INPUT FOR THIS TASK =>

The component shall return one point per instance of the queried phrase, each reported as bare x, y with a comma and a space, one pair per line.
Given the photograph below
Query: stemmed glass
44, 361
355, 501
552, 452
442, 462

WORK ITEM => The response has to contain every record shown above, unaltered and complete.

RESULT FOR THIS EXERCISE =>
The component shall return one point per instance of the queried phrase, each reported as bare x, y with a comma and a space, one pair per line.
Given the photograph below
Query: stemmed glass
44, 361
355, 501
552, 452
442, 462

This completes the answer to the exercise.